* [SELECTED EXTRACT]
----------
Shekar et al v. Ocwen Loan Servicing, LLC et al
Filing
164
MEMORANDUM Opinion and Order: The Court grants in part and denies in part defendant's Rule 12(b)(6) motion to dismiss. 133 . Signed by the Honorable Sharon Johnson Coleman on 11/12/2019. Mailed notice. (ym, )
UNITED STATES DISTRICT COURT
FOR THE NORTHERN DISTRICT OF ILLINOIS
EASTERN DIVISION
ROGER SHEKAR and MONICA SHEKAR,
Plaintiffs,
v.
OCWEN LOAN SERVICES, LLC, et al.,
Defendants.
)
)
) Case No. 18-cv-3019
)
) Judge Sharon Johnson Coleman
)
)
)
)
)
MEMORANDUM OPINION AND ORDER
Pro se plaintiffs Roger and Monica Shekar (“the Shekars”) brought the present amended
complaint dated March 11, 2019, against their loan servicing company, defendant Ocwen Loan
Services, LLC (“Ocwen”), in relation to real property located at 15 Eagle Court in Streamwood,
Illinois. Ocwen has moved to dismiss the amended complaint pursuant to Federal Rule of Civil
Procedure 12(b)(6). For the reasons stated below, the Court grants in part and denies in part
Ocwen’s motion to dismiss with prejudice. The Court does not grant the Shekars leave to amend
the dismissed counts because the Shekars already had the opportunity to amend their pleadings. See
Runnion v. Girl Scouts of Greater Chicago & Nw. Ind., 786 F.3d 510, 518 (7th Cir. 2015) (there is a
“presumption in favor of giving plaintiffs at least one opportunity to amend.”). As such, the only
remaining claim in this lawsuit is the Shekars’ breach of contract claim as alleged in Count I.
Background
In setting forth the background facts, the Court construes the Shekars’ pro se amended
complaint liberally, see Kiebala v. Boris, 928 F.3d 680, 684 (7th Cir. 2019), and considers documents
incorporated by reference in the pleadings. Orgone Capital III, LLC v. Daubenspeck, 912 F.3d 1039,
1044 (7th Cir. 2019).
In October 2003, the Shekars entered into a promissory note and executed a mortgage as
security in the amount of $282,000.00. Originally, the mortgage provided that the Shekars were to
pay amounts for escrow items such as taxes and insurance, along with principal and interest. In
2014, Ocwen became the Shekars’ loan servicing company, and in 2016, the Shekars directed Ocwen
to convert their loan to a “non-escrow” account.
----------
* [STORED RECORDS]
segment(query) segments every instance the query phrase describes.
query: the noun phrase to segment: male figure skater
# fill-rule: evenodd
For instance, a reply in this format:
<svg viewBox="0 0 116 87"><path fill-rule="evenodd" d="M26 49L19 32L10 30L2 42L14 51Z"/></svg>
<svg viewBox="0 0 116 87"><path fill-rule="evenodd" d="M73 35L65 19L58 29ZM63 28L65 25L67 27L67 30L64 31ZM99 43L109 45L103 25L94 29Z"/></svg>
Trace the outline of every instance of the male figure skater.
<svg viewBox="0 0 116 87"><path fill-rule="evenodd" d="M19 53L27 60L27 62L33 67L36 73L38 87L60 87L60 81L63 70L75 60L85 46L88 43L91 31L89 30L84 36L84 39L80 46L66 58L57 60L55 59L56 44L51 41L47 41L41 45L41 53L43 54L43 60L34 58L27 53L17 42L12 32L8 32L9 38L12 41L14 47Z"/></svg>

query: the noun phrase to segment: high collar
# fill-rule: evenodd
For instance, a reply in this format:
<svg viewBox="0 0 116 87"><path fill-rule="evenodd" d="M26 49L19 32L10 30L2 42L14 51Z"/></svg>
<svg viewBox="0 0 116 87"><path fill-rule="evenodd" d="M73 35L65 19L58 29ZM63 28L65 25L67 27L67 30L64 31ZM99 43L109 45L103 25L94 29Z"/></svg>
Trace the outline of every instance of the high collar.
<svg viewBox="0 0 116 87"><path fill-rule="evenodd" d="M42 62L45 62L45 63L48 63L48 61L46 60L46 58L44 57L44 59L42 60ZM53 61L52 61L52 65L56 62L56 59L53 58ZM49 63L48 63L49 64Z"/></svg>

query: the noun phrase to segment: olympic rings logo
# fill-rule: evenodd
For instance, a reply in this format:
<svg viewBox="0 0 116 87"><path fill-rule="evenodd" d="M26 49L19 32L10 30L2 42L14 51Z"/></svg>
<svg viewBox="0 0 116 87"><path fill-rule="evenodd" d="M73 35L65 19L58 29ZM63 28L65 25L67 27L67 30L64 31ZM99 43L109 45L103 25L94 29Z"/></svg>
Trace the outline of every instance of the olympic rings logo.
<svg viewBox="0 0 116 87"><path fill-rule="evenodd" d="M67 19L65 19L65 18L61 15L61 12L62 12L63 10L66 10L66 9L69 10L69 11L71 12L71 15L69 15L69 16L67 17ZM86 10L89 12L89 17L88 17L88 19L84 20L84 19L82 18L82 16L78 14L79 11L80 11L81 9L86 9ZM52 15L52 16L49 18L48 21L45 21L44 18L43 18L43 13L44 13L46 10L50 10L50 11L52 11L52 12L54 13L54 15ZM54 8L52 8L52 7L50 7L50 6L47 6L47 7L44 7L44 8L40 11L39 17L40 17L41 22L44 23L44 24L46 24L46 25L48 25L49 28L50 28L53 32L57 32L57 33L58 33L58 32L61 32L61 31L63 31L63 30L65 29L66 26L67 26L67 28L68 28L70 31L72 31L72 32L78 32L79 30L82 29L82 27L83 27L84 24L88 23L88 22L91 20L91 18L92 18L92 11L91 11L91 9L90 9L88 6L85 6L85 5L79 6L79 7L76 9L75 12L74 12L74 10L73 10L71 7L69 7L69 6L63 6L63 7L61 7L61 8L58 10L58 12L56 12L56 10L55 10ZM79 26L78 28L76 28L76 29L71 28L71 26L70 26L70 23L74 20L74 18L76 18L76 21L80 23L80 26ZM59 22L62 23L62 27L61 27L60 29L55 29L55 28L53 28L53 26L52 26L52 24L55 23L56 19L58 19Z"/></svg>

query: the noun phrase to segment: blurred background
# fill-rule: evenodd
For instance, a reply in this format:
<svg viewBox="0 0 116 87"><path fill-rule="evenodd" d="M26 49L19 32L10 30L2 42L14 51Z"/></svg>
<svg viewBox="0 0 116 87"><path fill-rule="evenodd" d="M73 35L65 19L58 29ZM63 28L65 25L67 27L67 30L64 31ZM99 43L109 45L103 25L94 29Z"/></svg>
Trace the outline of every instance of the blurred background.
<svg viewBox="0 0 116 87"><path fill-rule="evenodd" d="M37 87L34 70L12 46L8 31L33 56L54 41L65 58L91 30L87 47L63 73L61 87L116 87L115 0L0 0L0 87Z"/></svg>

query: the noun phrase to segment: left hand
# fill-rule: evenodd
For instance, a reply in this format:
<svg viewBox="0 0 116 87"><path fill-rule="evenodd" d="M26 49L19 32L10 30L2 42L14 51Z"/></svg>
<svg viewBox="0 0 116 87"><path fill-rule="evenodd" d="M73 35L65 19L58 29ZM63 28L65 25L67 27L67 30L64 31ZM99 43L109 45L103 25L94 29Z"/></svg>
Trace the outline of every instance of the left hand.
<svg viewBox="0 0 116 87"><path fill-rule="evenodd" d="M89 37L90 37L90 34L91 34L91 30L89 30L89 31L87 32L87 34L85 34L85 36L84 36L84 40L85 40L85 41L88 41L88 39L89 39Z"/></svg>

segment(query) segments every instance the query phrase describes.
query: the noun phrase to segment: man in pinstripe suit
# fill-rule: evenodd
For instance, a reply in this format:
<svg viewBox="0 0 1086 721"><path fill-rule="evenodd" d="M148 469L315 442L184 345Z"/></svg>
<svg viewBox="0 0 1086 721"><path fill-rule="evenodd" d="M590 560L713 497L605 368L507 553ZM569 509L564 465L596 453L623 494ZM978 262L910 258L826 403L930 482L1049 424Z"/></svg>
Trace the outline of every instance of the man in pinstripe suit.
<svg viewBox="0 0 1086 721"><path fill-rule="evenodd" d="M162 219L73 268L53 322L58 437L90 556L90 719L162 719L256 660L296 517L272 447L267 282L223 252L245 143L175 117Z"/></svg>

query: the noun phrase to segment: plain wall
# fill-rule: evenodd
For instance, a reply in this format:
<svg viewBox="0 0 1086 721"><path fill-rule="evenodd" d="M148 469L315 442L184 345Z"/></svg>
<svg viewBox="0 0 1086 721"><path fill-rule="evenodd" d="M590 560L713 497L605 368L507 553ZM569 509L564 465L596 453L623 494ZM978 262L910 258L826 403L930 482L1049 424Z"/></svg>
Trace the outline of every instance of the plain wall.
----------
* [TASK INSTRUCTIONS]
Write out the part of the court opinion that begins with the words "UNITED STATES DISTRICT" and stops after "Defendants.", word for word.

* [FULL ANSWER]
UNITED STATES DISTRICT COURT
FOR THE NORTHERN DISTRICT OF ILLINOIS
EASTERN DIVISION
ROGER SHEKAR and MONICA SHEKAR,
Plaintiffs,
v.
OCWEN LOAN SERVICES, LLC, et al.,
Defendants.